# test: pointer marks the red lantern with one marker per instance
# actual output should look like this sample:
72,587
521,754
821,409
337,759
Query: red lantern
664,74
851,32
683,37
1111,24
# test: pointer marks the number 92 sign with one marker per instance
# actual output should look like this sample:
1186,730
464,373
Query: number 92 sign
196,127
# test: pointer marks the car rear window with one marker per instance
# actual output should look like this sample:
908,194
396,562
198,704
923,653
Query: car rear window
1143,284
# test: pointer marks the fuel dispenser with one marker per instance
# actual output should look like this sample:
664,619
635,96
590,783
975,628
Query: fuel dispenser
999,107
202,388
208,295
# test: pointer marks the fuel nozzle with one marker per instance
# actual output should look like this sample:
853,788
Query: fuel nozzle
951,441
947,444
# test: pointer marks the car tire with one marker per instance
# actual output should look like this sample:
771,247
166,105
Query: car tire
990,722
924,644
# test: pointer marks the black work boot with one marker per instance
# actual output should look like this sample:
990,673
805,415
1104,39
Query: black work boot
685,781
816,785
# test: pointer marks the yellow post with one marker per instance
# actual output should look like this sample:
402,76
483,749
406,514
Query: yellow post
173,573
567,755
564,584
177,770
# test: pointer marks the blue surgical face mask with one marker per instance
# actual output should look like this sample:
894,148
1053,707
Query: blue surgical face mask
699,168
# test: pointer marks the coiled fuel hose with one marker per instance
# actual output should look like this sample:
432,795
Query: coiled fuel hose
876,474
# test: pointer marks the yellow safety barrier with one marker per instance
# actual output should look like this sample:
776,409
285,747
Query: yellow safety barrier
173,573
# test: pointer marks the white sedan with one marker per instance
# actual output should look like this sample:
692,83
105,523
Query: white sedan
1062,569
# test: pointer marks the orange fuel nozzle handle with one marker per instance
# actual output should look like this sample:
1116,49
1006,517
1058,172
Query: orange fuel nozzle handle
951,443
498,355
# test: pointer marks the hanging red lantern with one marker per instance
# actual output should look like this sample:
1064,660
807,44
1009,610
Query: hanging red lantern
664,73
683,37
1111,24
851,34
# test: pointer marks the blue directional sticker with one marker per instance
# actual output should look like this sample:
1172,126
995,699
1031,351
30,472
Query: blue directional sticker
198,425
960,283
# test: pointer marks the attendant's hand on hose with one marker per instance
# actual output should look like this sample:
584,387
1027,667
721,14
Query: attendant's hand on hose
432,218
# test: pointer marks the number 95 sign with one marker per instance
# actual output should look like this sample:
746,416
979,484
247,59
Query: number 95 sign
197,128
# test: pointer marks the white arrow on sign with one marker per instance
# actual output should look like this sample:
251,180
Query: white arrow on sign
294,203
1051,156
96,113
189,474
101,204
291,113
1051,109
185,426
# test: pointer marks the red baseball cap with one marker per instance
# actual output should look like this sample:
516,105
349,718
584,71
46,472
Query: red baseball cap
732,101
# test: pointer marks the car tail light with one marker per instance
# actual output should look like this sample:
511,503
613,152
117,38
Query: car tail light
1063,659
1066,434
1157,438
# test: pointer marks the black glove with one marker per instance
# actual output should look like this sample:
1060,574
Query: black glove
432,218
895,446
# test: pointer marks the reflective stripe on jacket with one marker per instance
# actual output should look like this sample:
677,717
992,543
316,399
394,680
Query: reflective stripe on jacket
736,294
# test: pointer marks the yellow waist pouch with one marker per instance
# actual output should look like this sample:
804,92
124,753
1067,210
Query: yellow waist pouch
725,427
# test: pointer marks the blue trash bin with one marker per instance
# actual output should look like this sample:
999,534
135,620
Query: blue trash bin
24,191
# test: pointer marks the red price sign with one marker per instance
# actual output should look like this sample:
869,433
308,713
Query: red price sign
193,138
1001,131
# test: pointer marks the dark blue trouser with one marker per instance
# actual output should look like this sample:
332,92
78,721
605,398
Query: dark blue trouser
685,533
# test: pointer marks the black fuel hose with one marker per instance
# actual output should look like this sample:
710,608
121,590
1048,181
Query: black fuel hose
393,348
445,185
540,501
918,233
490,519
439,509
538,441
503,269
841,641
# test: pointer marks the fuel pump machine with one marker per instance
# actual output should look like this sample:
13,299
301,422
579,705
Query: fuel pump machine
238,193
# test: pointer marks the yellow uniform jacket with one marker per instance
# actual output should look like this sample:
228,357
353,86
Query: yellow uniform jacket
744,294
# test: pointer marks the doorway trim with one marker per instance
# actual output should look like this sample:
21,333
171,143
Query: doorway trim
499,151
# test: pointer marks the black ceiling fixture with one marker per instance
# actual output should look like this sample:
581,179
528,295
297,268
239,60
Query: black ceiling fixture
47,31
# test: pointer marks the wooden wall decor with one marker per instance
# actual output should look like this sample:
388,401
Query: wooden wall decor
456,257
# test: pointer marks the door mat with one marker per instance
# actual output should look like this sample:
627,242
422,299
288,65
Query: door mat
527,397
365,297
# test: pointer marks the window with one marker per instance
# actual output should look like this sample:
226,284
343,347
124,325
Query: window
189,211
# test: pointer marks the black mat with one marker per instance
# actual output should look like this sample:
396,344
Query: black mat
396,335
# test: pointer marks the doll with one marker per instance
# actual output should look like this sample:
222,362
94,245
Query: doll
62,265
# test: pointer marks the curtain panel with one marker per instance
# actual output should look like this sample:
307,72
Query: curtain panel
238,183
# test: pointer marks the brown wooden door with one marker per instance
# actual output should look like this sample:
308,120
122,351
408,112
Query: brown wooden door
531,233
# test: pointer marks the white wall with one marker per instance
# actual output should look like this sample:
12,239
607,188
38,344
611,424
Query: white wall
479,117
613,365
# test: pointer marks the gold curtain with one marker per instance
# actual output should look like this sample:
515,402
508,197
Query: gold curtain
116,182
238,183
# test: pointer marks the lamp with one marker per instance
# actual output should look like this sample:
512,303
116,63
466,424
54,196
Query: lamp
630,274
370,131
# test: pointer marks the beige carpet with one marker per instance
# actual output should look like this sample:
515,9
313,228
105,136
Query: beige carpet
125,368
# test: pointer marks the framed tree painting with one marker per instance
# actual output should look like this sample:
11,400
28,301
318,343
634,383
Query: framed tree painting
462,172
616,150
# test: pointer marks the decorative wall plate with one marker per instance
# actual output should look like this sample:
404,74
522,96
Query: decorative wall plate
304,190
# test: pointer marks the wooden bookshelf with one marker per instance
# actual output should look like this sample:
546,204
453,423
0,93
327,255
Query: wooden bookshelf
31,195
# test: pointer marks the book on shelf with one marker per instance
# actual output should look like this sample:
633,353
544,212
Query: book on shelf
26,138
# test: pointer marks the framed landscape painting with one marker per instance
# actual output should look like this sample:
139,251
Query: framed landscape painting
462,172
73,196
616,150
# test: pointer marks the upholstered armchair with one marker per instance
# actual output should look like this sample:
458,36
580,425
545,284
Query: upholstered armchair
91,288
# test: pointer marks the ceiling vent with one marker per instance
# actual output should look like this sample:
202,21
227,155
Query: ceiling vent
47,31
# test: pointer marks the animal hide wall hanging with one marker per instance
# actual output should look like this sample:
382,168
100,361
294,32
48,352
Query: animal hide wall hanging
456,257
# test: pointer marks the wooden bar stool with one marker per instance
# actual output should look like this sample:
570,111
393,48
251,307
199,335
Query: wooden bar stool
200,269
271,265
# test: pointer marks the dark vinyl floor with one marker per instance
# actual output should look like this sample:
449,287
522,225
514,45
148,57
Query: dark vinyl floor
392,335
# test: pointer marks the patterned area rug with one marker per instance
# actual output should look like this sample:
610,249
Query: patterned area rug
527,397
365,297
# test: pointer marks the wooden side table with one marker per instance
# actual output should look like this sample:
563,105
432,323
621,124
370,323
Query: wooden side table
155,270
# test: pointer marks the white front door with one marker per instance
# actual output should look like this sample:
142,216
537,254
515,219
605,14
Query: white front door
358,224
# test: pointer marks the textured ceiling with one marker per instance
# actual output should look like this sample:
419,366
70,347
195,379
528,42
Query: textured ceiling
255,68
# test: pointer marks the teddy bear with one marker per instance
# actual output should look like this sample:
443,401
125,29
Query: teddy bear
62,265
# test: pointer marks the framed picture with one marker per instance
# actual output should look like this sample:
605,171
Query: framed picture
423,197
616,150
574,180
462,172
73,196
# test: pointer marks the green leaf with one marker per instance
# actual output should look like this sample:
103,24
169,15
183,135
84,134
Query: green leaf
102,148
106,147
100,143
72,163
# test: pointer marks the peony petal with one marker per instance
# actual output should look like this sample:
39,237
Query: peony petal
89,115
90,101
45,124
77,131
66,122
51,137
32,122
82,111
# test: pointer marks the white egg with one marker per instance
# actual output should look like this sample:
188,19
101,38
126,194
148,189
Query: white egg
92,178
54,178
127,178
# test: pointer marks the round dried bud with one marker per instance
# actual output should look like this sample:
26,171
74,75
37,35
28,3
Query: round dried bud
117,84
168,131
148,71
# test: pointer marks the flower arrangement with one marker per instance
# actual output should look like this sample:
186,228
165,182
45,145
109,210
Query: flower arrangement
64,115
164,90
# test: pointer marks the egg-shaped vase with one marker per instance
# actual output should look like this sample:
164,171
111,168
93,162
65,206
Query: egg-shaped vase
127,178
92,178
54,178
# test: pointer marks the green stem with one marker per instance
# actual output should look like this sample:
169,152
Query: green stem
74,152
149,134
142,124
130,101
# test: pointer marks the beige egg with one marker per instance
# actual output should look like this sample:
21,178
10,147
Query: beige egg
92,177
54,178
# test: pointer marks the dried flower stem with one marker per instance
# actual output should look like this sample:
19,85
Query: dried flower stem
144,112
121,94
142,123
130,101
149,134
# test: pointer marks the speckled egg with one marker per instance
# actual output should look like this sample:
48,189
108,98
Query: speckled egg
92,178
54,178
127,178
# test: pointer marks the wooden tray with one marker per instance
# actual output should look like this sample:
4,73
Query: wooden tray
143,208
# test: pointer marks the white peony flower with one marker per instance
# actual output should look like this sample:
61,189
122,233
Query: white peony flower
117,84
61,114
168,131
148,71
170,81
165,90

-.-.-

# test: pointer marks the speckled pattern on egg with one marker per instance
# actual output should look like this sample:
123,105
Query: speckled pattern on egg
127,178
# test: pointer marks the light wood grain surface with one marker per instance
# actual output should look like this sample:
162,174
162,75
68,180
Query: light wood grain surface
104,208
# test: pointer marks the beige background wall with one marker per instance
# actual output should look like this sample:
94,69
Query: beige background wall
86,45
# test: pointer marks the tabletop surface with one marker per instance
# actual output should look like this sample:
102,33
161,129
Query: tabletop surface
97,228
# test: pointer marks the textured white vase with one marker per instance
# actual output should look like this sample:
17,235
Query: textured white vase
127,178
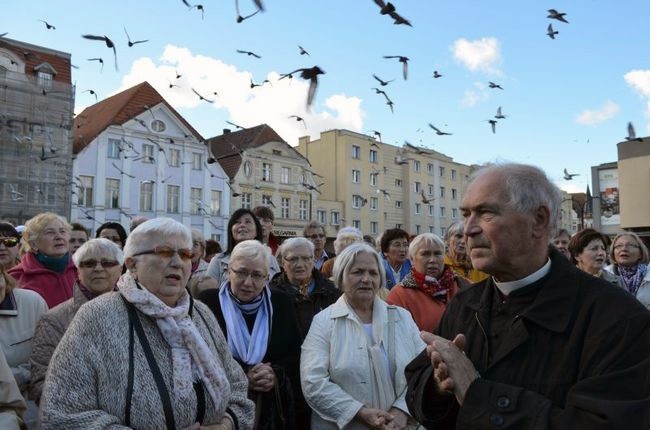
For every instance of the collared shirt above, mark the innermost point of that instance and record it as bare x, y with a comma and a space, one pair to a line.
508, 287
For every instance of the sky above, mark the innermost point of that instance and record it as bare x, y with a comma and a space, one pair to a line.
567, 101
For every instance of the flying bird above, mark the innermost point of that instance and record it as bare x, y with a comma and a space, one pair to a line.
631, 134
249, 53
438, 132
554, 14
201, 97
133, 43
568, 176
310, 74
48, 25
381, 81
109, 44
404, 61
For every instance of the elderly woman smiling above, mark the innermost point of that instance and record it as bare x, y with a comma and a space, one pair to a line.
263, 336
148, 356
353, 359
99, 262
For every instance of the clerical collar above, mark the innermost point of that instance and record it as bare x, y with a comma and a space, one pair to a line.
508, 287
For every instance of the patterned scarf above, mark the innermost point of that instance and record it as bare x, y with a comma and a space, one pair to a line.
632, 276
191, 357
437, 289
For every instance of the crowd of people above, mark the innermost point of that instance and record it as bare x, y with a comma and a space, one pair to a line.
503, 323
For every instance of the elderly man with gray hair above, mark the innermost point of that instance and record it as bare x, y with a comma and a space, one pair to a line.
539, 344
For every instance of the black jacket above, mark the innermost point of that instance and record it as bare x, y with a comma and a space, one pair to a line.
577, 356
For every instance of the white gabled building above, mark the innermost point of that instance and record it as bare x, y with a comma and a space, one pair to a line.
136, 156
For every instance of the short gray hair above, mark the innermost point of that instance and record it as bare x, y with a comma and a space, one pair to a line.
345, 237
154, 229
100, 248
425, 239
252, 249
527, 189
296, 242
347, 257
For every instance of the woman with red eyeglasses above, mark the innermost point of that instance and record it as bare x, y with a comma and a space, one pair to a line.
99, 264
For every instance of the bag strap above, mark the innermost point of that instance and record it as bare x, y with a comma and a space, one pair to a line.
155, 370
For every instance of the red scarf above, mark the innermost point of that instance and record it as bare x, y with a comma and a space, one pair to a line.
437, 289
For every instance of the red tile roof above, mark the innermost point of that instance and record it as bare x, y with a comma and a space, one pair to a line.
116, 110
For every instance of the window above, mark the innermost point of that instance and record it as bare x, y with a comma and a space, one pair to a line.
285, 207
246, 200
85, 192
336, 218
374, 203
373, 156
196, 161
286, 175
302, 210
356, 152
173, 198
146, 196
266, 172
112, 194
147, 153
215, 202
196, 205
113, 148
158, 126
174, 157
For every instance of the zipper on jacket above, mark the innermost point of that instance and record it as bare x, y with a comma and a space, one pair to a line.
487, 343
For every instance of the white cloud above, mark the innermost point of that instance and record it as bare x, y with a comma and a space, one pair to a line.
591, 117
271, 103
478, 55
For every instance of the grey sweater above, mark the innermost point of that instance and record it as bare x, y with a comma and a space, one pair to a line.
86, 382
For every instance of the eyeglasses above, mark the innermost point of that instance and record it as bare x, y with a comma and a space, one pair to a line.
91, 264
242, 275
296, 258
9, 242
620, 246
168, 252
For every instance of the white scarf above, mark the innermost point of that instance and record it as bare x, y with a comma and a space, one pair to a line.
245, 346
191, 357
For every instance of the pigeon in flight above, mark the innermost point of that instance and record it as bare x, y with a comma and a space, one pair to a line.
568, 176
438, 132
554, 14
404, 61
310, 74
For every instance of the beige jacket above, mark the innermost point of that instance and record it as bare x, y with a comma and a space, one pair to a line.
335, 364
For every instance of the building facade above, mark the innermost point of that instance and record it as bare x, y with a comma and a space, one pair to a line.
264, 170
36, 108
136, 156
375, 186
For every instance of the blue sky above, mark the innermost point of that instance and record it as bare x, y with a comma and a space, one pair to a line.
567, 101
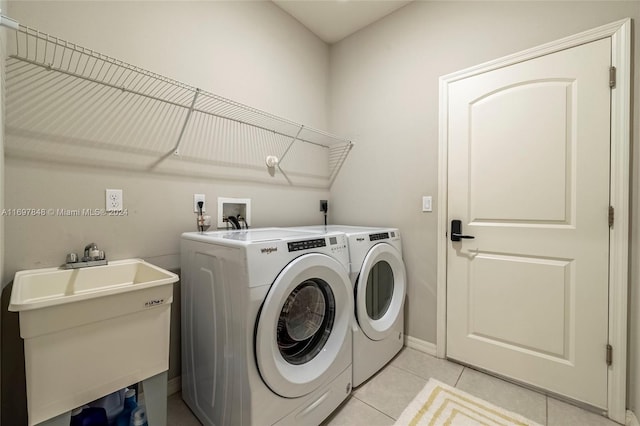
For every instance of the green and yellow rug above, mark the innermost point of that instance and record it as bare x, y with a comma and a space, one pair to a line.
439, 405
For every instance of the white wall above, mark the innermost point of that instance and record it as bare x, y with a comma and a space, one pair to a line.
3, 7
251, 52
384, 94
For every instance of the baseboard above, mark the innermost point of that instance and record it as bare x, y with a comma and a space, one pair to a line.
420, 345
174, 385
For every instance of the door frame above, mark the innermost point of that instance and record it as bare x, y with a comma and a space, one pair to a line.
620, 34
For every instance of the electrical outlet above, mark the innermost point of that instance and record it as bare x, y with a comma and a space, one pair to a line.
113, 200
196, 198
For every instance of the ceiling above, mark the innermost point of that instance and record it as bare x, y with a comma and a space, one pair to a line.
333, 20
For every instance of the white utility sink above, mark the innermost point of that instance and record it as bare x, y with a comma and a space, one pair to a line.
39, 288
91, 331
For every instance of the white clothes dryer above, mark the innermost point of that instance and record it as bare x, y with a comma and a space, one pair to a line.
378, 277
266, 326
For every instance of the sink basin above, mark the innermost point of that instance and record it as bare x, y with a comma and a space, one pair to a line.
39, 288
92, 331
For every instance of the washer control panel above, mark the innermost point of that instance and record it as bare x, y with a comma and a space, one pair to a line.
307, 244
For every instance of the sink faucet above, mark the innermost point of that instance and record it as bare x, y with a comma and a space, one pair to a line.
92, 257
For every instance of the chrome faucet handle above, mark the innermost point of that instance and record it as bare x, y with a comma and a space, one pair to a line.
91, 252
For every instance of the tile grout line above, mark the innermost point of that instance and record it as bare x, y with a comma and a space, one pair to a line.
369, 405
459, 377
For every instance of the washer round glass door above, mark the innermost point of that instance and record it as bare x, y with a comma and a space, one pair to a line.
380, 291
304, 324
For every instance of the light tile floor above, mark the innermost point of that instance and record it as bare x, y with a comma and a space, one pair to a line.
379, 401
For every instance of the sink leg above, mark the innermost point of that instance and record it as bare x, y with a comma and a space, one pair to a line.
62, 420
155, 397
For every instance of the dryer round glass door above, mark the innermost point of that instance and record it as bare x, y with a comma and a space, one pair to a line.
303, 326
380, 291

-.-.-

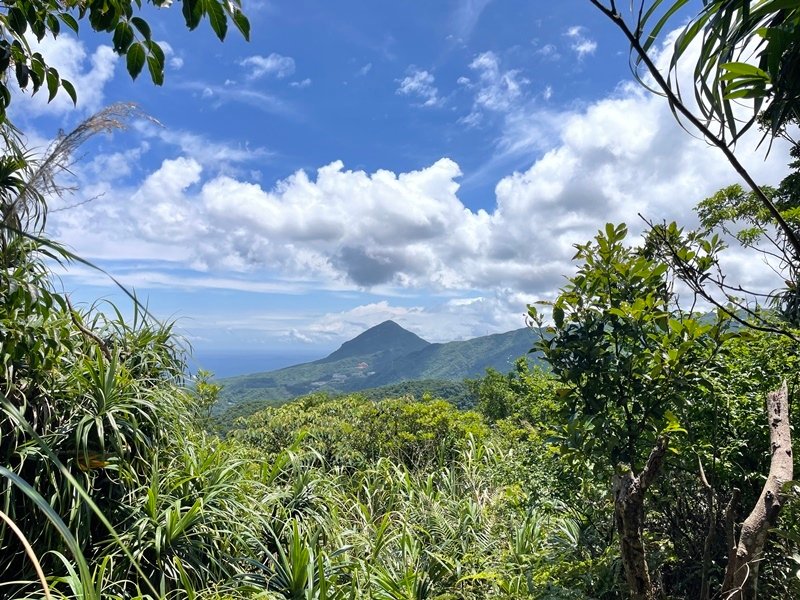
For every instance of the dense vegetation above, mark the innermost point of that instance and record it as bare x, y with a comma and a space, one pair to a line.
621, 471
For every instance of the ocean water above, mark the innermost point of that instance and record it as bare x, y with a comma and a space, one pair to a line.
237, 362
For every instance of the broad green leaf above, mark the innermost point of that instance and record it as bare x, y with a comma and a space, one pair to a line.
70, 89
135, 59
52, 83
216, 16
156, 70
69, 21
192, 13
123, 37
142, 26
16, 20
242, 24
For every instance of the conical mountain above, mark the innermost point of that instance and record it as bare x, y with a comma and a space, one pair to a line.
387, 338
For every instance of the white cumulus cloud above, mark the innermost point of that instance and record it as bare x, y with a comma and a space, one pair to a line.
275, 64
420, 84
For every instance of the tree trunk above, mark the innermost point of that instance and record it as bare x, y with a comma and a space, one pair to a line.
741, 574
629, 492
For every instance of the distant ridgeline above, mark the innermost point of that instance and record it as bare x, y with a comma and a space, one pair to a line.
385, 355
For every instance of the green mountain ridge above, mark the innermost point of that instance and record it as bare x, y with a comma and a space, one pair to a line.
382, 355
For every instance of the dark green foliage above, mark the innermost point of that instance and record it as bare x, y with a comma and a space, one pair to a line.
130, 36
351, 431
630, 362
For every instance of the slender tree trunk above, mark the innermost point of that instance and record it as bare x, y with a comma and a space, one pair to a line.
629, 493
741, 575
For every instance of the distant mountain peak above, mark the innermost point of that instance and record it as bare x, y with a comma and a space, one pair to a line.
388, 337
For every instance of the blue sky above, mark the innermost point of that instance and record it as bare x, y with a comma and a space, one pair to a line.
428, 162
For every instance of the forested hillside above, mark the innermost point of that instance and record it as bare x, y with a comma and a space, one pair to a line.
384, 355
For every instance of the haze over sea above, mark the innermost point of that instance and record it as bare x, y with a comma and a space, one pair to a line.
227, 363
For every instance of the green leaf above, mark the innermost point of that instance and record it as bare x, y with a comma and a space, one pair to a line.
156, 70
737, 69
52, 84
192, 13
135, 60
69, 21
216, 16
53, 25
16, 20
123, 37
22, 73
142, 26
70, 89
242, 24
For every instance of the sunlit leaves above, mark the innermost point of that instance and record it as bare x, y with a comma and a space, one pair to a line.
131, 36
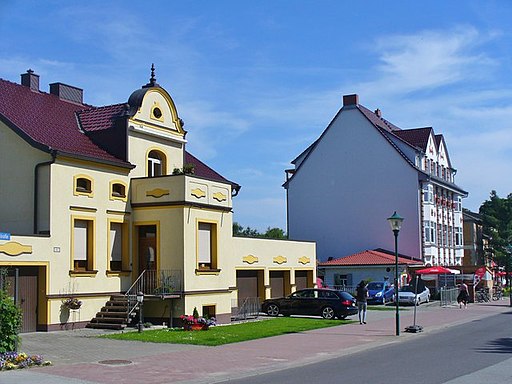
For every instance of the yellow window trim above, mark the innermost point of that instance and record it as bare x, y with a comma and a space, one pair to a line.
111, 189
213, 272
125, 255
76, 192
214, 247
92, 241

-.-.-

Directions:
Print exactly the lines above from the one with "# test: pointer marks the red lantern" to the one with "# test: pointer marks the fuel dispenser", including both.

Expected output:
# test: pointer marks the red lantern with one marker per instance
# actual output should look like this sample:
72,587
521,754
821,409
337,759
Query: red lantern
664,74
851,32
683,37
1111,24
# test: pointer marks the number 92 sign with one marker per instance
# actual output should look like this sample:
1186,730
464,373
Query: number 92 sign
196,127
# test: pointer marks the car rear window with one marker per instance
# actual output should look like this sample:
908,194
396,562
198,704
923,653
Query: car rear window
1143,284
# test: pointer marks the fuel dispenser with one marker per instance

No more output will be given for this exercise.